— EXERCISE AIM —
For each record below, retype the text exactly and omit any image.

Extracted data entries

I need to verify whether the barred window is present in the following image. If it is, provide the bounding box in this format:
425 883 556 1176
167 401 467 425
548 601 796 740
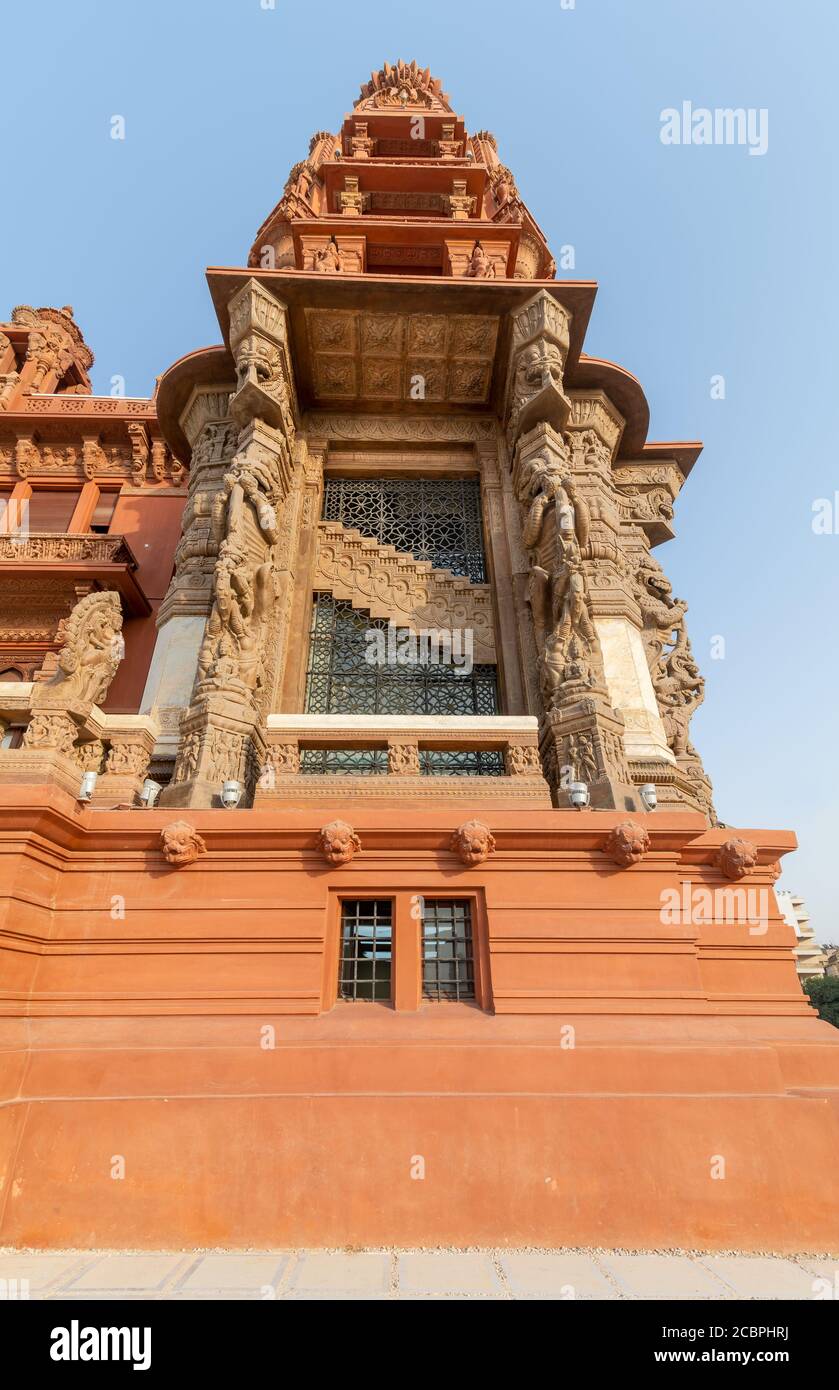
422 900 475 1002
322 476 486 582
305 595 498 717
339 900 393 1001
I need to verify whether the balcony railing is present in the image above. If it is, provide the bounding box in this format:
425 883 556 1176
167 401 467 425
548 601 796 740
259 714 551 806
0 532 150 614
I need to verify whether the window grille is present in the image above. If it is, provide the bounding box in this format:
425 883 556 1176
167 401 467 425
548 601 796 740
339 900 393 1001
421 900 475 1002
322 476 486 583
300 748 388 775
305 595 498 718
419 749 505 776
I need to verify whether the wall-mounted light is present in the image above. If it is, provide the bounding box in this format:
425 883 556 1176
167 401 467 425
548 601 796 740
640 783 658 812
78 771 97 802
568 780 590 810
140 778 161 807
221 780 243 809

— WRITTEN RESPONSE —
I need to verify whether the barred window is present in the following image. If it is, provide the bounding box in this format:
425 883 556 1176
167 401 467 425
548 601 796 740
422 900 475 1002
322 476 486 582
305 595 498 717
339 900 393 1001
I need to verify whether the balcony railing is present in the image above. If it is, provide the bounding box in this format:
425 883 556 1176
167 401 467 425
548 601 796 740
259 714 551 806
0 532 150 614
I need to verify whether the window grille is present in the image above. If it is, provide the bounding box in this format:
425 883 556 1176
167 401 467 425
548 601 796 740
339 900 393 1001
421 900 475 1002
322 476 486 583
300 748 388 775
305 595 498 718
419 749 505 776
I need to verify whether the wall-mounted light is present in the image above. If it is, provide the bounding box in this format:
425 883 556 1176
167 401 467 425
548 601 796 740
640 783 658 812
78 771 97 802
568 780 590 810
140 778 161 807
221 780 243 809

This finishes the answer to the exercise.